◆ AIM
Rescale the records below from the line with "point: the black tire" through the end of the records, both ends included. Repeat every one of those lines with the requests unchanged, and multiply each coordinate by 1.1, rounding to the nearest whole number with halves rounded up.

◆ DATA SUPPLIED
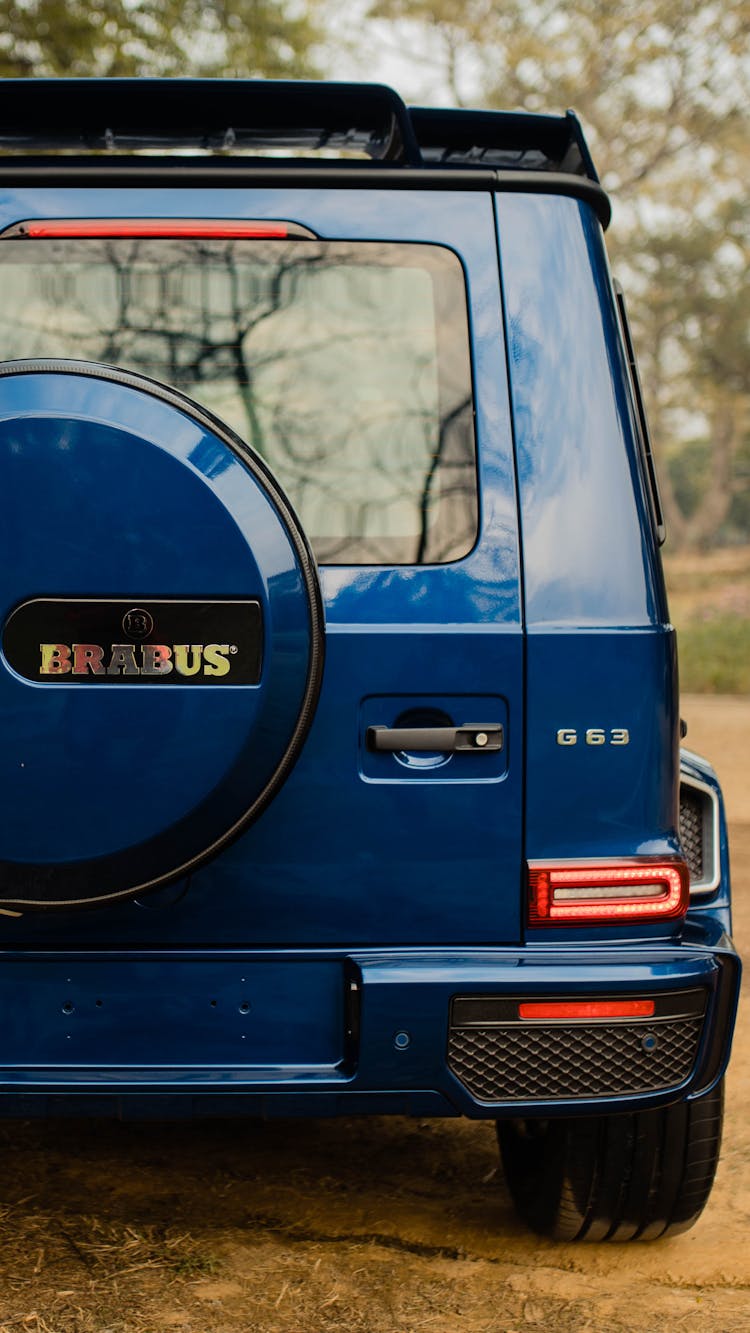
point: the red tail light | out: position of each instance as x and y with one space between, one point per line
622 891
586 1009
167 227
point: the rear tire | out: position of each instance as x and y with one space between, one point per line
614 1177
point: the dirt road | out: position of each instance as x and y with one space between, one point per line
385 1227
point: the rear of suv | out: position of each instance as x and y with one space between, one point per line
340 753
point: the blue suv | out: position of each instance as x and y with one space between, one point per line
340 763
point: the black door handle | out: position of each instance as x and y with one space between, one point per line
484 737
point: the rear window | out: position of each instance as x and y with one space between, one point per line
345 365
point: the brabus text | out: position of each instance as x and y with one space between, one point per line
135 659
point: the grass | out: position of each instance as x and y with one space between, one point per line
710 607
714 656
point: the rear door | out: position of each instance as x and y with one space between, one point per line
377 392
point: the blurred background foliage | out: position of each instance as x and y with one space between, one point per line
664 91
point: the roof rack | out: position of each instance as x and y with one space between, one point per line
502 139
216 115
208 129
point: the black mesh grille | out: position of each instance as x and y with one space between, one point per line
529 1063
692 831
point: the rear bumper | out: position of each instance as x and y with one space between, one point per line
325 1033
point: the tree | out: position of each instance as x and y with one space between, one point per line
128 37
662 88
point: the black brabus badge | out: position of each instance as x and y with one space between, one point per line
61 640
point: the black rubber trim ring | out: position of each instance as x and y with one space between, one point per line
256 465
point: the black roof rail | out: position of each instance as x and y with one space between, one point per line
502 139
212 113
231 131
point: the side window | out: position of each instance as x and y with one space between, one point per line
641 421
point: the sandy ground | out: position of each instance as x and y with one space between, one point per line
385 1225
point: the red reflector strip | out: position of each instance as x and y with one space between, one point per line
638 891
168 227
586 1009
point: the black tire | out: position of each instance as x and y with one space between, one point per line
614 1177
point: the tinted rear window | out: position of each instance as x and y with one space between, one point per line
345 365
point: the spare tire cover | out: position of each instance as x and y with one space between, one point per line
161 635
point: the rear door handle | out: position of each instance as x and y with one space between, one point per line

◆ OUTPUT OF THE TASK
point: the black tire | out: position of each instance as x and y with one space between, one point per line
675 1295
point: the tinted rear window | out: position of each instance as x and y with one space between, one point per line
380 402
point: the spare tire cover | out: position of each instance as x and y with one space between, one point per line
177 699
point: the rear door handle | out: position of each instance as x and y with one space between, one point per line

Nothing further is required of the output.